## THE DATA

====

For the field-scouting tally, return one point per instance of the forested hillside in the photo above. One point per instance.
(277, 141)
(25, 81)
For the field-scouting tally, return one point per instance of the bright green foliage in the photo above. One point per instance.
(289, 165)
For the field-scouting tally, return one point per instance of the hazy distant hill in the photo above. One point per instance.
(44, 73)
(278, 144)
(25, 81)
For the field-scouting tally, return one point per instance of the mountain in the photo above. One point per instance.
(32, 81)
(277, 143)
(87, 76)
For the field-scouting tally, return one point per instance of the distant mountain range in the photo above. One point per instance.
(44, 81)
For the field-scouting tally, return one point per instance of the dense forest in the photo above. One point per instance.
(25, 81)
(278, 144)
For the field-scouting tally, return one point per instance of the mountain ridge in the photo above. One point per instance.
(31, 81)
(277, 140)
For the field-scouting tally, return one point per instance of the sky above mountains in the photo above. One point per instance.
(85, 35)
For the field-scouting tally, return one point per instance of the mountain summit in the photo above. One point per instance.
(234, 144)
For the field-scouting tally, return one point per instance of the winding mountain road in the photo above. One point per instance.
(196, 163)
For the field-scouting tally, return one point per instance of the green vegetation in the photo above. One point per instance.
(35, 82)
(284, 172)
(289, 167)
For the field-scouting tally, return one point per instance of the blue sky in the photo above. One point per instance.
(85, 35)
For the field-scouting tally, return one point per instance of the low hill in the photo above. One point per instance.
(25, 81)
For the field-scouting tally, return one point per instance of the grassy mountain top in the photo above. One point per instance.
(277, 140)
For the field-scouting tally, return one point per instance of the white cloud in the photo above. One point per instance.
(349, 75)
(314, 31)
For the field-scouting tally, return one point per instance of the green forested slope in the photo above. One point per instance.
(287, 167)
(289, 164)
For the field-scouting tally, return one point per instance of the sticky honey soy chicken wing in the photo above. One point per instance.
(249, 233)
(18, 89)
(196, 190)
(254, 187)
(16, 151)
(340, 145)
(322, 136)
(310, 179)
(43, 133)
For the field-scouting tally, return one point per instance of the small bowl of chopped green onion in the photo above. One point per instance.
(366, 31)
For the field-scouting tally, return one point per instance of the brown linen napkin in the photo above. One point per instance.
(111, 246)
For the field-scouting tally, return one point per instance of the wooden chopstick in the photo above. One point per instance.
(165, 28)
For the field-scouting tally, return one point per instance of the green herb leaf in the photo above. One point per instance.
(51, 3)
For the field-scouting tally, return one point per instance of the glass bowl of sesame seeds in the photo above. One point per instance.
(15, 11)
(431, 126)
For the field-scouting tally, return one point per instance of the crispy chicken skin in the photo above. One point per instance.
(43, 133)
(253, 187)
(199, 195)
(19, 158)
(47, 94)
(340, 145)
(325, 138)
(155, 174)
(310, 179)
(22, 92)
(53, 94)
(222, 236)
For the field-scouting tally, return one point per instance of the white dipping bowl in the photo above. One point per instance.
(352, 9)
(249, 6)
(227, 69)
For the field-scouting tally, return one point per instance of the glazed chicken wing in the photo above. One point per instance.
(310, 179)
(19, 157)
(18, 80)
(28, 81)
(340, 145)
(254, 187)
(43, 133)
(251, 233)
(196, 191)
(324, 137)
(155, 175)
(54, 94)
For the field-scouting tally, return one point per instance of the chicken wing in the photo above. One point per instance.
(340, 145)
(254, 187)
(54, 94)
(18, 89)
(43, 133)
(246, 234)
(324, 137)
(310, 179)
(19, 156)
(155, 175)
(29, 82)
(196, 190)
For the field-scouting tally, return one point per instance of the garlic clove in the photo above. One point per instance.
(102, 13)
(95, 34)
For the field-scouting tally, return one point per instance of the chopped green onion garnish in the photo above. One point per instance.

====

## REQUIRED WORK
Copy each line of the listing verbatim.

## TASK RESULT
For the field-scouting tally, return one point per instance of the forested hillside in the photo above. One point per instance.
(277, 141)
(25, 81)
For the field-scouting tally, return one point per instance of the bright green foliage in the photo above. One point per instance.
(289, 165)
For the field-scouting tally, return one point per instance of the hazy distant hill in the photo above. One point per instance.
(44, 73)
(278, 144)
(25, 81)
For the field-scouting tally, return one point per instance of the mountain in the photo above. One point per instance.
(32, 81)
(277, 143)
(87, 76)
For the field-scouting tally, return one point per instance of the distant mountain range in the photo above. One point per instance.
(44, 81)
For the field-scouting tally, return one point per instance of the dense forest in the photo above. One point per instance.
(25, 81)
(278, 144)
For the field-scouting tally, return one point per instance of the mountain ridge in the photo above. One point per instance.
(31, 81)
(277, 140)
For the field-scouting tally, return one point per instance of the sky above mountains in the photo above. One point per instance.
(85, 35)
For the field-scouting tally, return one point per instance of the mountain summit in the photo above. One point per instance.
(234, 144)
For the field-scouting tally, return one point per instance of the winding mountain road in the photo above. One point per instance.
(196, 163)
For the field-scouting tally, return one point per instance of the green vegetation in the photo above. One point per instance.
(35, 82)
(284, 172)
(289, 167)
For the field-scouting tally, return one point per instance of the blue sky in the photo above. One point per instance.
(85, 35)
For the field-scouting tally, return one point per instance of the low hill in the photo above. One point per instance.
(25, 81)
For the field-scouting tally, return one point per instance of the grassy mountain top in the photo above. One point per instance.
(277, 140)
For the field-scouting tally, return one point per instance of the white cloud in the photo above. One point per instance.
(349, 75)
(314, 31)
For the field-scouting tally, return one point per instance of the green forested slope in the photo above. One point per instance.
(287, 167)
(289, 164)
For the field-scouting tally, return one point per instance of the sticky honey soy chicken wing in the photo above. One point per instance.
(249, 233)
(18, 89)
(196, 190)
(254, 187)
(16, 151)
(340, 145)
(322, 136)
(310, 179)
(43, 133)
For the field-scouting tally, return one point per instance of the small bowl of chopped green onion in the photo above. One point per instance.
(366, 31)
For the field-scouting tally, return one point per instance of the brown linen napkin in the photo above. One point per instance.
(111, 246)
For the field-scouting tally, return one point per instance of the wooden chopstick in the photo above. One point per instance.
(165, 28)
For the field-scouting tally, return one point per instance of the green herb leaf in the photo above. One point per instance.
(51, 3)
For the field-scouting tally, return one point per instance of the glass bowl of sesame seeds in the photo above. One point per instance.
(15, 11)
(431, 126)
For the field-scouting tally, return one point per instance of the crispy chicken skin in the photo above. One point per instance.
(43, 133)
(253, 187)
(199, 195)
(19, 158)
(47, 94)
(340, 145)
(325, 138)
(155, 174)
(310, 179)
(22, 92)
(53, 94)
(222, 236)
For the field-scouting tally, return one point per instance of the white dipping bowl in the photo above. One point per instance.
(352, 9)
(249, 6)
(227, 69)
For the field-scouting tally, return one point per instance of the glazed chicken wing in the photo above. One point per instance.
(310, 179)
(19, 157)
(18, 80)
(28, 81)
(340, 145)
(254, 187)
(43, 133)
(251, 233)
(196, 191)
(324, 137)
(155, 175)
(54, 94)
For the field-scouting tally, return one point per instance of the chicken wing in the photo above. One point per instance.
(340, 145)
(254, 187)
(54, 94)
(18, 89)
(43, 133)
(246, 234)
(324, 137)
(310, 179)
(19, 156)
(155, 175)
(29, 82)
(196, 190)
For the field-scouting tally, return one point per instance of the garlic clove in the photo above. One point per instance.
(102, 13)
(95, 34)
For the field-scouting tally, return one point per instance of the chopped green onion garnish in the photo above. One point per instance.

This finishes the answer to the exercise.